Point annotation items

* Begin *

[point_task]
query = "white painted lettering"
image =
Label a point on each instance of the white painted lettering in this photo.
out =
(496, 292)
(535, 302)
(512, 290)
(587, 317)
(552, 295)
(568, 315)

* End *

[Short exercise]: Can you write out every one of the items above, line for line, without changing anything?

[Solved problem]:
[point_task]
query = "white painted lettering"
image =
Label a point on each instance of the white painted lettering in this photo.
out =
(496, 292)
(535, 302)
(512, 290)
(587, 317)
(552, 295)
(568, 315)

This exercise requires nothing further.